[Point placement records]
....
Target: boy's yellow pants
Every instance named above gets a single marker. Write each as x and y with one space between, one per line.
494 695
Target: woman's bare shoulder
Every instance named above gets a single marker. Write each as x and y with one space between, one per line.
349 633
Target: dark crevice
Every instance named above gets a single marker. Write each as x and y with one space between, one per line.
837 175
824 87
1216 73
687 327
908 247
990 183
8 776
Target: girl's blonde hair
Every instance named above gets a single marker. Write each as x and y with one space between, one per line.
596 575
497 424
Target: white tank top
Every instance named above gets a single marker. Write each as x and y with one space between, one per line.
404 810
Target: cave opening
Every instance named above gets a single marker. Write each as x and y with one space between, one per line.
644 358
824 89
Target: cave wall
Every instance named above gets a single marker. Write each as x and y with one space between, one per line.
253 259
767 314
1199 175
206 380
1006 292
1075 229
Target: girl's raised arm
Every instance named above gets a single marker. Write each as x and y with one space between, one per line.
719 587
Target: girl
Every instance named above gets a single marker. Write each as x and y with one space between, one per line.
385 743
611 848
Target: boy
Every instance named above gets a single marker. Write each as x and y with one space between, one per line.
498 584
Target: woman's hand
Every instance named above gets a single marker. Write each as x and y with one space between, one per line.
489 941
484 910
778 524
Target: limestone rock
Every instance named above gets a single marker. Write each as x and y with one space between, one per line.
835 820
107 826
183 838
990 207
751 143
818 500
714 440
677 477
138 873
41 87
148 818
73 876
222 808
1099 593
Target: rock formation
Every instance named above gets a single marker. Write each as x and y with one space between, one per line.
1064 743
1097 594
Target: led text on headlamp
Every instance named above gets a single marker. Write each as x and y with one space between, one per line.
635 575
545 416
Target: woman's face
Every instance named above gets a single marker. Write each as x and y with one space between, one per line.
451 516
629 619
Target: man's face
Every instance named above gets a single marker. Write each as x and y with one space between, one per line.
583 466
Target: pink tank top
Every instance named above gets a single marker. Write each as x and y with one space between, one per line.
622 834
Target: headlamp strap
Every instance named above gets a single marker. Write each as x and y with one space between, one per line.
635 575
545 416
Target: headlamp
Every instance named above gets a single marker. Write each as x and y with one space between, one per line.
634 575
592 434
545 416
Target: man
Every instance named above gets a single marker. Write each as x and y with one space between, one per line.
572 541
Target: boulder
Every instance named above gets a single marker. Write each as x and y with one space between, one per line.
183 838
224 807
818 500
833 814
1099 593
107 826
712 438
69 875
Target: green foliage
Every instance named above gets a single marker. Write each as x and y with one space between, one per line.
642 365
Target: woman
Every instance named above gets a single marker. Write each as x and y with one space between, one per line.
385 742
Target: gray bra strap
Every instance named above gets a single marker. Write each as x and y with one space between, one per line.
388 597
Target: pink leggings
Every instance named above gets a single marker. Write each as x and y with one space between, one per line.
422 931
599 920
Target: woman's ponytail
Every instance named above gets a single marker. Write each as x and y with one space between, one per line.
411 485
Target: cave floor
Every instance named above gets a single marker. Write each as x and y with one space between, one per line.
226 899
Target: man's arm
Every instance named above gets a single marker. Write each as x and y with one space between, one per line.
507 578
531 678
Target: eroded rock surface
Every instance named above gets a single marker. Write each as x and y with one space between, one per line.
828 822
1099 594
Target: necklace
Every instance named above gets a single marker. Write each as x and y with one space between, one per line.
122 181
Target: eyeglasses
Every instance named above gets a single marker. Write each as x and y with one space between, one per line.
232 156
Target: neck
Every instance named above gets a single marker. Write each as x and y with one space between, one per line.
....
TASK TO COMPLETE: Copy all of the data above line for line, keeping every word, number, and line break unchanged.

CORRECT ANSWER:
Target: boy's yellow pants
Every instance named above gets a single marker. Write each as x and y with one space between, one per line.
494 695
Target: woman's bare shoulder
Every instance named above gets a single marker. Write each as x and y with one space between, one per line.
349 633
Target: dark crevice
Every instance named above gets a single marker. Write each as x and y with one space between, one per line.
837 175
824 87
1216 73
687 327
908 247
990 183
8 776
Target: girl's blonde hair
Every instance named above gets a single marker. Write each as x and y with one space between, one per line.
596 575
497 424
Target: white tank top
Every instance named above gets a single marker. Write each as x and y with one space between, one per line.
404 810
Target: cave opening
Every instance named above gets a single marker. Write each as x and y with one space between, one per line.
644 358
824 89
Target: cave wall
Every instance named above gets a single marker. Write each as x and y with one space between, one per line.
253 259
767 314
1199 175
206 380
1006 292
1075 229
Target: girl's raised arm
Every instance named above gets a single marker. Write each as x and y with one space between, one per line.
719 587
Target: girl
Every instance named above gets a single marker. Write each as x and y with one space between, one per line.
385 743
611 848
Target: boy
Every instance named above gets a single marker. Write each as x and y with one space between, one per line.
498 584
Target: woman's hand
Every instance named above gets a single marker. Write each as x and y with one space between, one per line.
489 941
484 910
778 524
Target: limestone rock
Every instance named above gets a single marker. Write each as x and y with one space between, one per line.
835 820
107 826
183 838
990 207
751 143
818 500
714 440
677 477
138 873
41 87
148 818
73 876
222 808
1099 593
Target: rock formation
Every instance named above gets a single marker. Write each as x and y with one space between, one per line.
1064 743
1097 594
Target: led text on headlamp
Every instance named above gets a single marker. Write each as x and y with one space between, one per line.
635 575
545 416
Target: woman's face
Every instance named above gets a single marker. Write each as x and y with one space between, one per line.
451 516
629 619
Target: man's face
Every instance named above gets a single marker. Write each as x and y with one space between, one per line.
583 466
Target: pink tank top
Every instance named above gets a single marker. Write each as x and y with one space between, one per line.
622 834
Target: headlamp strap
Every instance named above gets a single marker. Write each as x and y with one space between, one per line.
635 575
545 416
Target: headlamp
Every instance named above gets a single marker. Write each as x and y with one space between, one per line.
634 575
592 434
545 416
Target: man
Every instance named above gets a single marker. Write each as x and y with one space between, one per line.
572 541
Target: boulder
Every instance named above gets a single marker. Write each as x and y with one space between, one per line.
183 838
224 807
818 500
833 814
1099 593
107 826
712 438
69 875
Target: green foliage
Every instance named above gets a single marker. Write each as x and y with one space between, one per line.
642 365
Target: woman
Every instance named above gets a single marker. Write each as x and y with one space between, one per line.
385 742
Target: gray bra strap
Every instance named above gets a single marker. Write each as x and y with one space between, one per line.
388 597
Target: pink leggings
Every instance named above gets a single marker. Write each as x and y with one space between, one per line.
422 931
599 920
Target: woman's ponytail
Every instance named above gets a single marker. Write each as x and y with one space between, one per line.
411 485
Target: cave floor
Every instance named above gets a single marker. Write each as x and y with one space between, one per line.
226 899
Target: man's arm
Every instance named above gets a single marker. Write each as x and y with one space between, one per line.
507 578
531 678
Target: eroded rock surface
Every instance named above gets a single marker. Write each as x and y with one space between, one per line.
828 822
1099 594
Target: necklace
Every instance named above gets a single marker. Write each as x and y with one space between, one per line.
122 181
Target: eyeglasses
Every instance named above gets a single marker. Write each as x and y with one space between, one per line.
232 156
Target: neck
Every instance named above gets a single marker. Write each as x and y with one space between, one per line.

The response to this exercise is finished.